- **LESETEXT**

■ ■ ■ ■ ■ ■ ■

# Spiele übertragen



## KDTRCH (17. Dezember 2016)

*Spiele übertragen*

Moin!
Mal eine blöde Frage - ich habe mit einem Windows 10 Account ein Spiel gekauft, den Account nutze ich jedoch nicht mehr aktiv. Das Spiel ist natürlich noch vorhanden, möchte nur meinen Fortschritt mit meinem neuen Account speichern (beide Live Accs auf einem PC)


Gibt es eine Möglichkeit die Spielelizenz vom einen auf den anderen Account zu übertragen, oder muss ich für das eine Game tatsächlich auch immer den alten Account nutzen (dank Windows 10 Xbox App Abfrage)?


----------



## Scholdarr (17. Dezember 2016)

KDTRCH schrieb:


> Moin!
> Mal eine blöde Frage - ich habe mit einem Windows 10 Account ein Spiel gekauft, den Account nutze ich jedoch nicht mehr aktiv. Das Spiel ist natürlich noch vorhanden, möchte nur meinen Fortschritt mit meinem neuen Account speichern (beide Live Accs auf einem PC)

■ ■ ■ ■ ■ ■ ■

- **Einträge mit Koordinatenangaben**
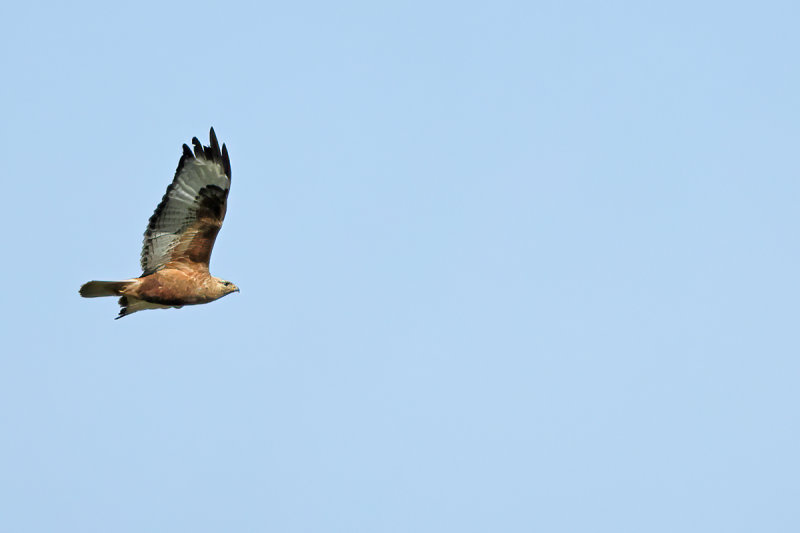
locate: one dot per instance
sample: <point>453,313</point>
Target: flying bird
<point>179,238</point>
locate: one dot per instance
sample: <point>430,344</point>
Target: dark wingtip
<point>226,161</point>
<point>198,148</point>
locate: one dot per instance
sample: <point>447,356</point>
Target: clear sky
<point>504,267</point>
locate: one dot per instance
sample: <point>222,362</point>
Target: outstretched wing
<point>185,224</point>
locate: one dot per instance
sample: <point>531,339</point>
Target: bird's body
<point>179,238</point>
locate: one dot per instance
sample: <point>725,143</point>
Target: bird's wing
<point>185,224</point>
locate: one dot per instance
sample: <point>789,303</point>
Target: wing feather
<point>185,224</point>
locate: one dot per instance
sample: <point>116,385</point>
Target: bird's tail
<point>96,289</point>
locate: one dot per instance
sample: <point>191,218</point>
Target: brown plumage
<point>179,238</point>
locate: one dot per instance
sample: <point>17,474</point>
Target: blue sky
<point>504,267</point>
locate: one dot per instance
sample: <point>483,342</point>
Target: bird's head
<point>227,287</point>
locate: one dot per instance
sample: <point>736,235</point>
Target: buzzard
<point>179,238</point>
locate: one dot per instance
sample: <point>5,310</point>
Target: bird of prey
<point>179,238</point>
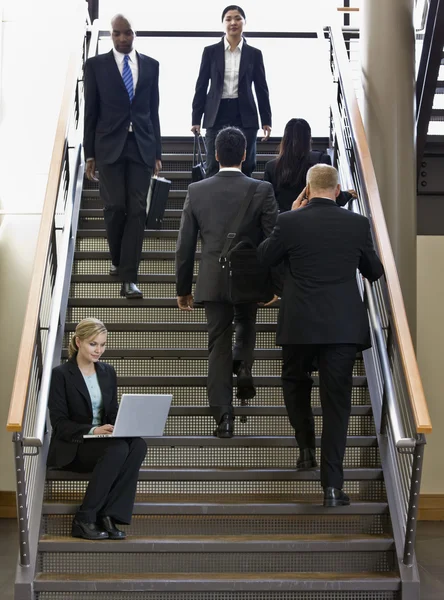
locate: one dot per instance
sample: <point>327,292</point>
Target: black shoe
<point>130,291</point>
<point>87,531</point>
<point>306,460</point>
<point>225,428</point>
<point>334,497</point>
<point>245,385</point>
<point>110,527</point>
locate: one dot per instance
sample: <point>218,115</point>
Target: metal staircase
<point>214,519</point>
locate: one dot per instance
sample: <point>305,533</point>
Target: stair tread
<point>221,543</point>
<point>232,582</point>
<point>226,474</point>
<point>200,381</point>
<point>216,576</point>
<point>249,441</point>
<point>255,505</point>
<point>146,255</point>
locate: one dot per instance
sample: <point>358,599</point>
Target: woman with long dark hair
<point>287,173</point>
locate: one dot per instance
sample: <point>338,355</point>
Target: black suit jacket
<point>210,207</point>
<point>323,245</point>
<point>251,70</point>
<point>285,196</point>
<point>70,408</point>
<point>108,111</point>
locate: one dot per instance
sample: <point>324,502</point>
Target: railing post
<point>412,514</point>
<point>22,507</point>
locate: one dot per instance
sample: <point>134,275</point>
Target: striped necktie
<point>127,77</point>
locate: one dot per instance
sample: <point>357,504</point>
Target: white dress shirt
<point>232,64</point>
<point>134,66</point>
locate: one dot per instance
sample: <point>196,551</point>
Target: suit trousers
<point>222,358</point>
<point>123,189</point>
<point>335,365</point>
<point>229,115</point>
<point>115,464</point>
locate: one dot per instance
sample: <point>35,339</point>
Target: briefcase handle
<point>197,149</point>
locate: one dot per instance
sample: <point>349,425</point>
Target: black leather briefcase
<point>198,171</point>
<point>156,202</point>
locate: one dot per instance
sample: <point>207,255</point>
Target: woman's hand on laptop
<point>103,429</point>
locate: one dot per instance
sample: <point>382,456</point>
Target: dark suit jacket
<point>210,208</point>
<point>70,408</point>
<point>285,196</point>
<point>251,70</point>
<point>108,111</point>
<point>323,245</point>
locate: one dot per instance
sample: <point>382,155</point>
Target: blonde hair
<point>85,330</point>
<point>322,177</point>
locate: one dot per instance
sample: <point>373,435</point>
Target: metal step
<point>178,381</point>
<point>265,396</point>
<point>151,520</point>
<point>130,311</point>
<point>371,490</point>
<point>231,473</point>
<point>203,506</point>
<point>176,326</point>
<point>258,354</point>
<point>231,583</point>
<point>193,367</point>
<point>150,233</point>
<point>239,543</point>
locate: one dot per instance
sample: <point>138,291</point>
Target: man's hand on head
<point>157,166</point>
<point>267,133</point>
<point>91,169</point>
<point>185,302</point>
<point>301,200</point>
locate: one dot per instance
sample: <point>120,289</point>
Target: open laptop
<point>140,415</point>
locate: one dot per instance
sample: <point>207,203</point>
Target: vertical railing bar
<point>22,509</point>
<point>413,504</point>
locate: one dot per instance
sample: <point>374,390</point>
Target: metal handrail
<point>364,165</point>
<point>17,408</point>
<point>401,440</point>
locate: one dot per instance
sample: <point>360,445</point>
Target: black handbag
<point>246,279</point>
<point>156,201</point>
<point>198,171</point>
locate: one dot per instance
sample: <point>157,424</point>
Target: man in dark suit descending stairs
<point>122,136</point>
<point>322,317</point>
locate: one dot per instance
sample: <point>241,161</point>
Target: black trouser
<point>228,114</point>
<point>124,188</point>
<point>335,365</point>
<point>115,465</point>
<point>220,354</point>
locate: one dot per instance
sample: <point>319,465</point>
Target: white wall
<point>33,59</point>
<point>430,336</point>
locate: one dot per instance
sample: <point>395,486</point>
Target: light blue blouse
<point>95,393</point>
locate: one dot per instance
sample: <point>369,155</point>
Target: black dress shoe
<point>334,497</point>
<point>88,531</point>
<point>110,527</point>
<point>130,291</point>
<point>306,460</point>
<point>225,428</point>
<point>245,385</point>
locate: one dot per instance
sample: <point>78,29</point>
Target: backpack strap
<point>237,221</point>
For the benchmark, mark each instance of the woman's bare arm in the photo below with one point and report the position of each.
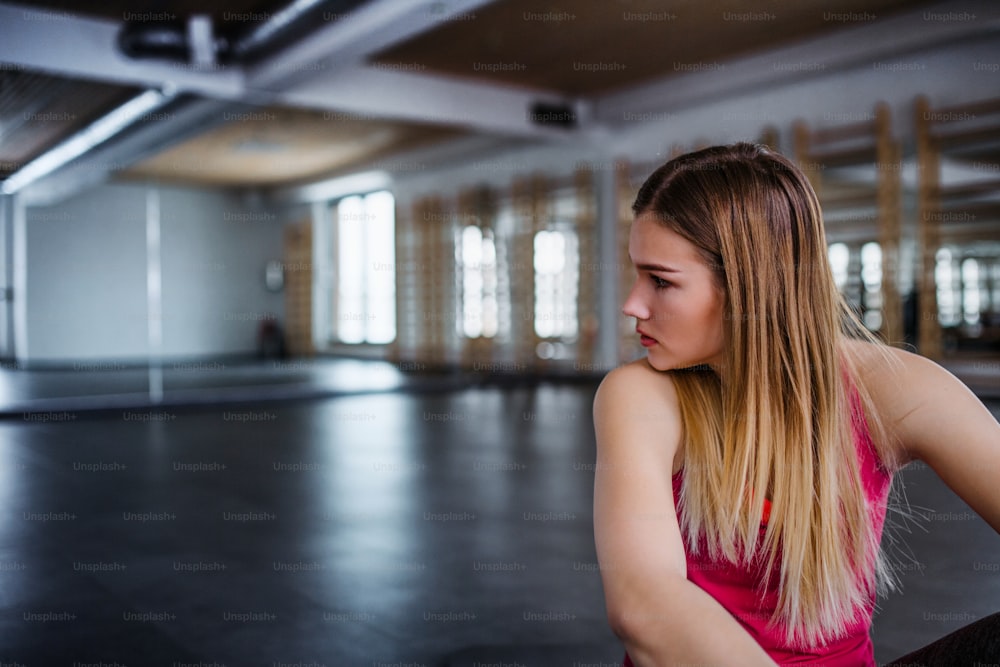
(662, 618)
(939, 421)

■ ■ ■ ■ ■ ■ ■

- **AUFGABE**
Setze den Forenthread über das Übertragen einer Spielelizenz auf einen anderen Account nach dem letzten gezeigten Satz fort.

- **DIE ANTWORT**
> 
> 
> Gibt es eine Möglichkeit die Spielelizenz vom einen auf den anderen Account zu übertragen, oder muss ich für das eine Game tatsächlich auch immer den alten Account nutzen (dank Windows 10 Xbox App Abfrage)?


Wäre es nicht sinnvoller, diese Frage dem Microsoft bzw. Xbox Support zu schicken?


----------



## KDTRCH (17. Dezember 2016)

Tschuldigung dass ich hier mal um Rat frage -_-


----------



## McDrake (17. Dezember 2016)

Was ist denn der Grund für den Kontowechsel?
Ein "Hauptgrund" ist ja eigentlich,  dass ein Spiel daran gebunden ist.
( im Guten, als auch in weinger guten)


----------



## Scholdarr (17. Dezember 2016)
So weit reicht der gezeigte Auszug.